Task details:
Through the end of the data below, output every line exactly, beginning with the line that contains "Query: distant mountain ridge".
⁂
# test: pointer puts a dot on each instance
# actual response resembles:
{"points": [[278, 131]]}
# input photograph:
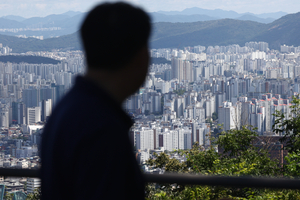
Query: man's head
{"points": [[112, 34], [115, 39]]}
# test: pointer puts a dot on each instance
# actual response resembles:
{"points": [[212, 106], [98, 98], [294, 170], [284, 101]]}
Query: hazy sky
{"points": [[30, 8]]}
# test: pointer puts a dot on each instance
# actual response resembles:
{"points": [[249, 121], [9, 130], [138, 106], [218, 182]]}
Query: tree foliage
{"points": [[289, 126], [237, 156]]}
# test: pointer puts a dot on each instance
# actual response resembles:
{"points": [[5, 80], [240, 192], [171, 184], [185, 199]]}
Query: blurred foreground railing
{"points": [[186, 179]]}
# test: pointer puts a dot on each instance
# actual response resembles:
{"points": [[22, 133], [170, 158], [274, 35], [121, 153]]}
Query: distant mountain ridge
{"points": [[67, 23], [285, 30]]}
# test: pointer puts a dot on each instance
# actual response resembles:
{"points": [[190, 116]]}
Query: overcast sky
{"points": [[41, 8]]}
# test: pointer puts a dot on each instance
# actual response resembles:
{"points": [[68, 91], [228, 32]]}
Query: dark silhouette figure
⁂
Result of the exercise:
Query: distant mountain ridge
{"points": [[67, 23], [285, 30]]}
# test: pointer puts a dot on each instance
# actual response resembles:
{"points": [[190, 116]]}
Query: overcast sky
{"points": [[41, 8]]}
# test: pointer puts a dot on each instance
# actual response resembles:
{"points": [[68, 91], [228, 32]]}
Query: dark silhouette figure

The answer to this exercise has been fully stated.